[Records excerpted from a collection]
'''

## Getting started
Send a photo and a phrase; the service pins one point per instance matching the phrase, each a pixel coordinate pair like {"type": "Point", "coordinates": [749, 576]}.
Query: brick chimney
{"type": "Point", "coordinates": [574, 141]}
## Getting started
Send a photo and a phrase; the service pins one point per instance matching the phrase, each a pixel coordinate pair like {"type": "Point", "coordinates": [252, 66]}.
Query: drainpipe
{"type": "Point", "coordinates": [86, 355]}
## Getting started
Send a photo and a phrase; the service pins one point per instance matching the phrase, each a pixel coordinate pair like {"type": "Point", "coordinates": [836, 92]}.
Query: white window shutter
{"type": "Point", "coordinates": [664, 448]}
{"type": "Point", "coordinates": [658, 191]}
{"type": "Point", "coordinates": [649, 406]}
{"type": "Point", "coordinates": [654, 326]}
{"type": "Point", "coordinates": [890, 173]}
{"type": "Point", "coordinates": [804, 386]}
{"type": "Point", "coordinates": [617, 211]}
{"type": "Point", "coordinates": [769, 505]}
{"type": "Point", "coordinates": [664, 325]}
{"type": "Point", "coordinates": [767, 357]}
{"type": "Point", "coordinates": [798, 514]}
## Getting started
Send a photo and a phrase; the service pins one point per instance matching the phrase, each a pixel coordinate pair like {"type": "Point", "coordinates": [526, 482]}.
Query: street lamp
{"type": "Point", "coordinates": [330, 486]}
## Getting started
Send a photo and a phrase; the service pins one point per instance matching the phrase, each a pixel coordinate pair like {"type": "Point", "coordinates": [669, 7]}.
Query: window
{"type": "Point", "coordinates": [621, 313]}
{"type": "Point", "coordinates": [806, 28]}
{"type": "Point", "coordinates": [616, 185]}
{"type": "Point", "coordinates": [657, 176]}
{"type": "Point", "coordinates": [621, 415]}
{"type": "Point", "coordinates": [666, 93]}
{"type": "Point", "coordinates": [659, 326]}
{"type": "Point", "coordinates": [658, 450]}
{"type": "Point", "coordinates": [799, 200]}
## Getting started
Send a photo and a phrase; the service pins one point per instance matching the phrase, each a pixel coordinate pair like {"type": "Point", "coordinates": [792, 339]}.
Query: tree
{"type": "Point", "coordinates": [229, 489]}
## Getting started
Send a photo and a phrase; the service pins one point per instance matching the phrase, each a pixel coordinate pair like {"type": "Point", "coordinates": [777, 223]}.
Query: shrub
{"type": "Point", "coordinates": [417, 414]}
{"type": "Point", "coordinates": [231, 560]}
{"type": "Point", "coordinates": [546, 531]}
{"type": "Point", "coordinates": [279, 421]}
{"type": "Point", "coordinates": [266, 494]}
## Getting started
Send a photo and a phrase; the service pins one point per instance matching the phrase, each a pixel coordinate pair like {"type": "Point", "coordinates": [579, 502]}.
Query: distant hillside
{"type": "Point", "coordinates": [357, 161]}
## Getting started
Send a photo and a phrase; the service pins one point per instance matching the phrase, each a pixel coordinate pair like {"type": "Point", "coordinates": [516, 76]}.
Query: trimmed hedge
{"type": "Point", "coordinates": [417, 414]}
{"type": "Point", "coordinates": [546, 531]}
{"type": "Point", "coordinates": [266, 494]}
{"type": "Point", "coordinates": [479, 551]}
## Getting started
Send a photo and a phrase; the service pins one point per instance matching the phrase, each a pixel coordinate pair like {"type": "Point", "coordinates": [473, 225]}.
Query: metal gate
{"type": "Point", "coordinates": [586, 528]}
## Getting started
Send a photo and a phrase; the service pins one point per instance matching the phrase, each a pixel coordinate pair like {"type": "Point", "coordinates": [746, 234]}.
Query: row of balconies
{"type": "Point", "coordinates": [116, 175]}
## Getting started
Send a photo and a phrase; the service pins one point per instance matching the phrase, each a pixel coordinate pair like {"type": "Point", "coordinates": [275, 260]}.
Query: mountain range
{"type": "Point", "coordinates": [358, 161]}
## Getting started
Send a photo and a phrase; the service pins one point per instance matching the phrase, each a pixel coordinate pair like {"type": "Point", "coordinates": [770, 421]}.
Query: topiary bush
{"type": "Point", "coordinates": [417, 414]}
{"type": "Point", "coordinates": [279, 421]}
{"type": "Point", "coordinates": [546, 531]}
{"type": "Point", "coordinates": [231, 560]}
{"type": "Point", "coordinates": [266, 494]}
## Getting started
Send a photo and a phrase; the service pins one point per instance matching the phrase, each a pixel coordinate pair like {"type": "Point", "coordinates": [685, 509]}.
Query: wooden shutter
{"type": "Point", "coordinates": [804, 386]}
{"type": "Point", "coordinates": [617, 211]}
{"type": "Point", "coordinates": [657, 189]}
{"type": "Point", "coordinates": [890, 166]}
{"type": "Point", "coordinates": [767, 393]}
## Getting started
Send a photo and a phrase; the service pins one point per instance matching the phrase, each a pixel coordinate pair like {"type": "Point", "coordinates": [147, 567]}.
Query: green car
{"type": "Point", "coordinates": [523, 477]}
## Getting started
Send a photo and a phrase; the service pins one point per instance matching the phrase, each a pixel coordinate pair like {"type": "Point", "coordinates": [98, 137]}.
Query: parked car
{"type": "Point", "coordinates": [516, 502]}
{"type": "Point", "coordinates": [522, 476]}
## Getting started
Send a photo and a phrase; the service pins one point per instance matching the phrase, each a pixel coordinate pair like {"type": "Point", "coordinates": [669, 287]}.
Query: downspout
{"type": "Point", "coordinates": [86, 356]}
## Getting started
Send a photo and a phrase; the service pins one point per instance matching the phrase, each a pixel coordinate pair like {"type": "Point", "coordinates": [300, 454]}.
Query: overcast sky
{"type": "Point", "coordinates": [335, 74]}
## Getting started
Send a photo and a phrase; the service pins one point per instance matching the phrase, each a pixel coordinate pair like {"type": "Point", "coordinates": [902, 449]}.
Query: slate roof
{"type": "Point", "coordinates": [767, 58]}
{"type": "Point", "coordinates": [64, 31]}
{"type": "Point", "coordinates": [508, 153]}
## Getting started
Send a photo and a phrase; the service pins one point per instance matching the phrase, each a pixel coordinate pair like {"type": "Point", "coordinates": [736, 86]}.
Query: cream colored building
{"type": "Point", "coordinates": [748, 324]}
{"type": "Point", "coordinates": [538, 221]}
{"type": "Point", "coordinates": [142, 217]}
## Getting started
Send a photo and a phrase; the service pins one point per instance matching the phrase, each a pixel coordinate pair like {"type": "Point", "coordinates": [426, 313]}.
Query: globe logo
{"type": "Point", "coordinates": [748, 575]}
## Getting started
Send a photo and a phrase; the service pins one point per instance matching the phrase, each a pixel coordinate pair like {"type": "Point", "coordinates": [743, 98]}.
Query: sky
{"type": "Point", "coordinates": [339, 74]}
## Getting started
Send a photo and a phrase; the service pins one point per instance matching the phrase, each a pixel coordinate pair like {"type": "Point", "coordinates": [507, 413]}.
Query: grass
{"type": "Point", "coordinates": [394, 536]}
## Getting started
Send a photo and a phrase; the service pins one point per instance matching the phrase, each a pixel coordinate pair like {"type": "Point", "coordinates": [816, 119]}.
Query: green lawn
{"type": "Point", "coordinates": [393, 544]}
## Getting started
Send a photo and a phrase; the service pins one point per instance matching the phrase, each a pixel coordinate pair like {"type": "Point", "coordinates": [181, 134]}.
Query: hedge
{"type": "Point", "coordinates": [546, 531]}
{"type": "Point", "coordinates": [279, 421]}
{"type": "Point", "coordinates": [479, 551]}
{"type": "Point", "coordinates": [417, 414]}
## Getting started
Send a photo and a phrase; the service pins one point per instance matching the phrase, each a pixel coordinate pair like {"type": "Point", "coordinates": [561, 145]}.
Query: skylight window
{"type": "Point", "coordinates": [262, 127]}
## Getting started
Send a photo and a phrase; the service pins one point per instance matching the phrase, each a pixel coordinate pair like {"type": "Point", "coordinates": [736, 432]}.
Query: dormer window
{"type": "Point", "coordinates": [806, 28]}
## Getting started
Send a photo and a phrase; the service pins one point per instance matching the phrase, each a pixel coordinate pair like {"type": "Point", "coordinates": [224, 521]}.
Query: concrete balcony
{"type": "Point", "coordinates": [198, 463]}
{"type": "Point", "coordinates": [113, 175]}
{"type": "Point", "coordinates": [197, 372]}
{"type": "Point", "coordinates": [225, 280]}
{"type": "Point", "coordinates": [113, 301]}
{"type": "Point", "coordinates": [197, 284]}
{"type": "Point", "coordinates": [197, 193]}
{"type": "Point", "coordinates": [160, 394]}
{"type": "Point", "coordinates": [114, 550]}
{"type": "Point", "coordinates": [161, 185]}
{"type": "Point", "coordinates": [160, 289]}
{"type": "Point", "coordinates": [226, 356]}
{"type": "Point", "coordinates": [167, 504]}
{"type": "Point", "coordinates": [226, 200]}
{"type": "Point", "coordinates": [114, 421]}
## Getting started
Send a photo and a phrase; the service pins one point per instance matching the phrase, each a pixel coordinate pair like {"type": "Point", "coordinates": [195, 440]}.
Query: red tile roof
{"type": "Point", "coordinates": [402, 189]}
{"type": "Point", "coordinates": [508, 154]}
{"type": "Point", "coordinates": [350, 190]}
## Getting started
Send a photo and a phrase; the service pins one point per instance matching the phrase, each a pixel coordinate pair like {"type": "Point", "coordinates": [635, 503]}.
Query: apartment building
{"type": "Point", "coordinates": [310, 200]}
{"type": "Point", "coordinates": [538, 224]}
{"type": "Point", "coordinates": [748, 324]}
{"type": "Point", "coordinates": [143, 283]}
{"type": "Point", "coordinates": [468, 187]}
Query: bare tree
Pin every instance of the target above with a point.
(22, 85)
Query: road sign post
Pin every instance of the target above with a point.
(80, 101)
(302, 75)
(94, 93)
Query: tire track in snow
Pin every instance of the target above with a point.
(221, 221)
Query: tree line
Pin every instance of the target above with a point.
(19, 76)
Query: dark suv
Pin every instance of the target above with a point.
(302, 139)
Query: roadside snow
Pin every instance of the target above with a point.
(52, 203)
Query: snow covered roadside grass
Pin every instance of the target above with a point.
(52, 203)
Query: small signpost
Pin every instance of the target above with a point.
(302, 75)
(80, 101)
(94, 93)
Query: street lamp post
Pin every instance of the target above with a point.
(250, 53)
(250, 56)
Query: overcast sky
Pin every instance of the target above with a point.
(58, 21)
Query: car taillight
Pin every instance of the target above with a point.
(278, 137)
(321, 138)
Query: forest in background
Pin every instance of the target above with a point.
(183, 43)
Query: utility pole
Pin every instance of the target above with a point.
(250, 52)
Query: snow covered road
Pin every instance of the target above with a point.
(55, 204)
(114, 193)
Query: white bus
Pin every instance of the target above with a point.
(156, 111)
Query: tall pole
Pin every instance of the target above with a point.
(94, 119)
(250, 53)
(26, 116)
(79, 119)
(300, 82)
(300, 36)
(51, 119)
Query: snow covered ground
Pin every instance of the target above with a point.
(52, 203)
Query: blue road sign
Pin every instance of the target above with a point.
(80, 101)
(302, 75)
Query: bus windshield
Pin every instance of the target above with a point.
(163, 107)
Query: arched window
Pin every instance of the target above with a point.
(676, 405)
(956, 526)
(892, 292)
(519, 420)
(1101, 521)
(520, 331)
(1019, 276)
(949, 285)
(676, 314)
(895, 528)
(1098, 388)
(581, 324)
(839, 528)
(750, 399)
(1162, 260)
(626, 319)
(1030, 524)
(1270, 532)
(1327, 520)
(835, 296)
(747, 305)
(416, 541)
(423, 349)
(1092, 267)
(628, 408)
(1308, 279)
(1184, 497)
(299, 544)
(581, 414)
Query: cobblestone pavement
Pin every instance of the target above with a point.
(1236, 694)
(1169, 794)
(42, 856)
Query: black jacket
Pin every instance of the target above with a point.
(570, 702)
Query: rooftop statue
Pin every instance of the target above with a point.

'''

The answer must be every line from the records above that contains the word "roadside", copied out.

Query: roadside snow
Query: snow covered roadside grass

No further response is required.